- [Compiti da svolgere]
- 1) Traduci in inglese questa frase del testo fornito: "In tal modo la deindustrializzazione può rendere la democratizzazione meno probabile e più fragile."
- 2) Rispondi in breve a queste domande sul testo fornito:
(a) Che cosa domina a scapito della solidarietà di classe?
(b) Quali politiche possono portare avanti le elite per dividere e comandare?
(c) In Italia, da quale problema il meccanismo distoglie anche l'attenzione?

Gli interessi condivisi all'interno della non-elite sono più ardui da definire, l'organizzazione politica fronteggia ostacoli maggiori, e le identità personalistiche ed etniche dominano a scapito della solidarietà di classe.

Le elites non hanno di fronte attori politici che possano reclamare di rappresentare le non-elites e perciò assumere impegni vincolanti per conto di esse.
Inoltre, le elites possono ben preferire - e ne hanno l'attitudine- di dividere e comandare, perseguendo populismo e politiche clientelari, giocando a porre un segmento di non elite contro l'altro.
Senza la disciplina e il coordinamento che fornisce una forza di lavoro organizzata, il negoziato tra l'elite e la non elite, necessario per la transizione e il consolidamento democratico, hanno meno probabilità di verificarsi.
In tal modo la deindustrializzazione può rendere la democratizzazione meno probabile e più fragile."

5. Dunque questo meccanismo ha tutt'ora un discreto successo, almeno in Italia, nell'assicurare alle elites la sostenibilità del processo elettorale, svolgendo il suo ruolo di "stornare" l'attenzione dal problema sistemico di un'economia neo-liberista liberoscambista, e come tale totalitaristicamente pervasiva di ogni aspetto istituzionale.
E, sempre in Italia, svolge anche il ruolo di deviare l'attenzione dal problema della moneta unica, che è un aspetto strutturale fondamentale di tale neo-liberismo istituzionalizzato, immettendo nel discorso politico serie casuali secondarie o irrilevanti, appunto moraleggianti, ma anche rivestite di tecnicismo-pop, per spiegare le ragioni della crisi italiana.

- [Dati forniti]
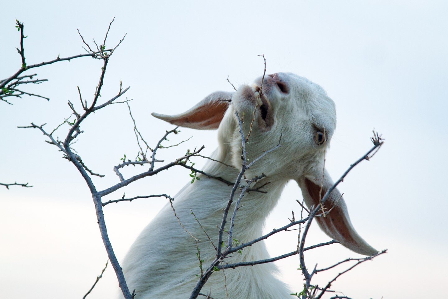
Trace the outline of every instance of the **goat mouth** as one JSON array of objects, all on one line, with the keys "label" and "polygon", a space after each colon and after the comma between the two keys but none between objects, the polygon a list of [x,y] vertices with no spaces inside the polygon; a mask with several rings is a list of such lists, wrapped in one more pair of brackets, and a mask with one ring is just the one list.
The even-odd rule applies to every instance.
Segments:
[{"label": "goat mouth", "polygon": [[258,99],[259,106],[257,108],[258,114],[258,124],[260,129],[263,131],[271,130],[273,125],[273,118],[272,117],[272,106],[271,102],[263,93],[263,90],[260,91],[259,86],[255,87],[255,95],[256,101]]}]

- [Risultati attesi]
- 1) In this way, deindustrialization can make democratization less likely and more fragile.

- 2)
(a) Le identità personalistiche ed etniche.
(b) Il populismo e le politiche clientelari.
(c) Dal problema della moneta unica.